**Tarefa proposta:** Pode reproduzir, sem nenhuma alteração, o trecho do texto sobre o Inpe e o orçamento da Defesa que vai de "Seguindo o caminho" até "fora da Amazônia."?

**Trecho do documento:**
********************
O general Hamilton Mourão não esconde críticas ao Inpe. Em artigo publicado em sua conta no Twitter em setembro, sob o título Amazônia em chamas…?, Mourão volta a questionar dados do instituto e a defender uma releitura das informações sobre queimadas e desmatamento. “É importante que os dados sejam transparentes, contudo submetidos a uma análise qualitativa por meio de processo inteligente, levando a ajustes e correções, necessários para o combate às ilegalidades e para que a informação produzida seja a expressão da verdade.” O controle das informações na área militar faz parte dos planos do Conselho da Amazônia.
Quatro dias antes do artigo de Mourão, o Ministério da Defesa anulava o compromisso de gasto de 145,4 milhões com o microssatélite. O documento da Defesa, de 15 de setembro, menciona uma determinação interna do ministério. A análise dos registros no Tesouro Nacional mostra, porém, que foi mantida intacta a dotação de 408,7 milhões de reais da ação intitulada Proteção, fiscalização e combate a ilícitos na Amazônia Legal, até ali financiada integralmente com recursos recuperados pela Operação Lava Jato. Não houve corte.
Seguindo o caminho do dinheiro no orçamento do Ministério da Defesa, vê-se que parte do dinheiro da Lava Jato que compraria o satélite foi transferido para a Operação Verde Brasil 2, de combate ao desmatamento, numa simples troca de fontes de recursos. Na sequência, o dinheiro da Lava Jato começou a ser gasto na compra de peças e na manutenção de aeronaves pelo Exército e pela Aeronáutica. Em duas ações voltadas à Amazônia, o Ministério da Defesa foi autorizado a gastar em 2020 827,3 milhões de reais, o equivalente a 257 vezes o orçamento do Inpe neste ano para o monitoramento por satélites dentro e fora da Amazônia.
********************
(Registros salvos)
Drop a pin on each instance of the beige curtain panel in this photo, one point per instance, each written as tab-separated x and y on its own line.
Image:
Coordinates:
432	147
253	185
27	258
********************
**Resposta do exercício:**
Seguindo o caminho do dinheiro no orçamento do Ministério da Defesa, vê-se que parte do dinheiro da Lava Jato que compraria o satélite foi transferido para a Operação Verde Brasil 2, de combate ao desmatamento, numa simples troca de fontes de recursos. Na sequência, o dinheiro da Lava Jato começou a ser gasto na compra de peças e na manutenção de aeronaves pelo Exército e pela Aeronáutica. Em duas ações voltadas à Amazônia, o Ministério da Defesa foi autorizado a gastar em 2020 827,3 milhões de reais, o equivalente a 257 vezes o orçamento do Inpe neste ano para o monitoramento por satélites dentro e fora da Amazônia.